Please rescale the entries below, from the line with "Identify the lamp" through the end of the entries, giving those lines again in full. Multiply every point coordinate in the answers by 0.65 and round to whole numbers with halves rounded up, leave all other wording and the sample points unchanged, and omit the pictures.
-- begin Data to process --
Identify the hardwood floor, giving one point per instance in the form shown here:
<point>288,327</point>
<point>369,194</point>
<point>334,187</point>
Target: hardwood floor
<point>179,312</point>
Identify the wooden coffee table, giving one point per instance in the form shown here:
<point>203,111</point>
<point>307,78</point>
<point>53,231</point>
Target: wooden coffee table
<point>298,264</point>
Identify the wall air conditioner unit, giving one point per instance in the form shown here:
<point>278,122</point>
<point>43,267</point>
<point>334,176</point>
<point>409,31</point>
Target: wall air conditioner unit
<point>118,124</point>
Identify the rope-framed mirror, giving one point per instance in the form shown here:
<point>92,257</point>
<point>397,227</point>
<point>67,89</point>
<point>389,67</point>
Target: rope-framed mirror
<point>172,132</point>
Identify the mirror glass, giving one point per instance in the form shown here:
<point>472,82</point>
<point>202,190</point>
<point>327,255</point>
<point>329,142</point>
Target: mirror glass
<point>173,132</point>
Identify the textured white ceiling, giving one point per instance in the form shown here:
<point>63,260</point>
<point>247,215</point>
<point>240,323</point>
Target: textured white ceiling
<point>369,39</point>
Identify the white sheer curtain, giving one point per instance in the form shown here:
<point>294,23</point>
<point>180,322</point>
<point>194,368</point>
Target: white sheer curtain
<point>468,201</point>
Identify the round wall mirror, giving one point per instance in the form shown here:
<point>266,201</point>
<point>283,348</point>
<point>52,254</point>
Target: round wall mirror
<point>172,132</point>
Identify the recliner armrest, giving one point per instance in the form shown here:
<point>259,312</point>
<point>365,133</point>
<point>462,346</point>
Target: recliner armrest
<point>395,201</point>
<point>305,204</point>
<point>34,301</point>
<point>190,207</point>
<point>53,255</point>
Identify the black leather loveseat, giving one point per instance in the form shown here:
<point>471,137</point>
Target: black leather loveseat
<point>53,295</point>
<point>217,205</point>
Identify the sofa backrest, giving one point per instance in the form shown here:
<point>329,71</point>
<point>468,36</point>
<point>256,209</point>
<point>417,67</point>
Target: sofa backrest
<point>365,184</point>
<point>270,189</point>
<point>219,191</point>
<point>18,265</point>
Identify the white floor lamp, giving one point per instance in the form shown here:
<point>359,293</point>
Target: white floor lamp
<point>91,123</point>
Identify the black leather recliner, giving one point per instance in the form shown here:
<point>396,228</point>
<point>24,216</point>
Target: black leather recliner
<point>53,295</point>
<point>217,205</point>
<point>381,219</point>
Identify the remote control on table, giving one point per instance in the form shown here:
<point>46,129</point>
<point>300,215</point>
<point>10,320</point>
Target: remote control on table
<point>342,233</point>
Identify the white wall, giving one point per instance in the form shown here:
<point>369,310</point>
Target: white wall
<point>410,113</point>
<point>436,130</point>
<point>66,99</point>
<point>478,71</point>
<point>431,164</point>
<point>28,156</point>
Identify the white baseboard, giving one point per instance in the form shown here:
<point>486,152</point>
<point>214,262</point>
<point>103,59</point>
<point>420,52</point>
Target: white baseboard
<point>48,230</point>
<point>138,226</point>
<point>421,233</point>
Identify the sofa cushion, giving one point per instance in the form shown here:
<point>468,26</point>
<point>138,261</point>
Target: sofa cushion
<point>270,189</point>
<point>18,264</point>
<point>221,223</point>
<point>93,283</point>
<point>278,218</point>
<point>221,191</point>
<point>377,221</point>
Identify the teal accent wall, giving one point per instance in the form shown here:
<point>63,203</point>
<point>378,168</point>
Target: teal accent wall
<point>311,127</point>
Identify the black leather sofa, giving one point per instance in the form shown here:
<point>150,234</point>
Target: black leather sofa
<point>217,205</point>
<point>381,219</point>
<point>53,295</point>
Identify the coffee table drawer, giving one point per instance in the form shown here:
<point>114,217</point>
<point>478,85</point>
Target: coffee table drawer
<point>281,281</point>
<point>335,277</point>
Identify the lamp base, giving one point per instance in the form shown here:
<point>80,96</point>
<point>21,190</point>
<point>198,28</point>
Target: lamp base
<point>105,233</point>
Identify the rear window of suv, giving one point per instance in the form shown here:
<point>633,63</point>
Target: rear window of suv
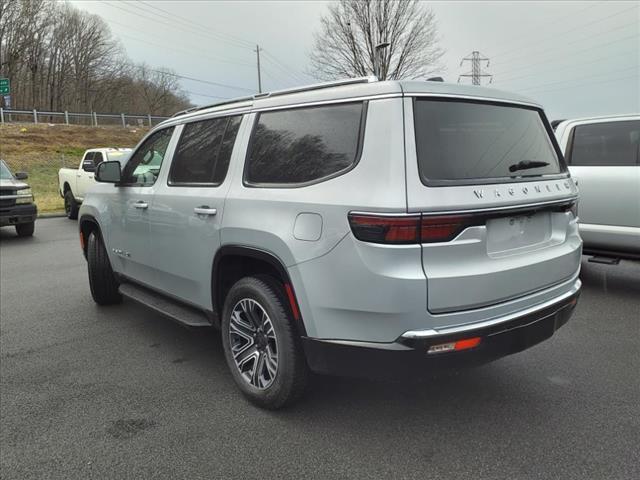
-- end Data to process --
→ **Complete output**
Identify the lamp base, giving one point per instance in the form shown here:
<point>80,96</point>
<point>21,190</point>
<point>198,28</point>
Target: lamp base
<point>68,151</point>
Identify the rear window of suv, giving one point per instance in the form shown here:
<point>633,63</point>
Target: rear window of suv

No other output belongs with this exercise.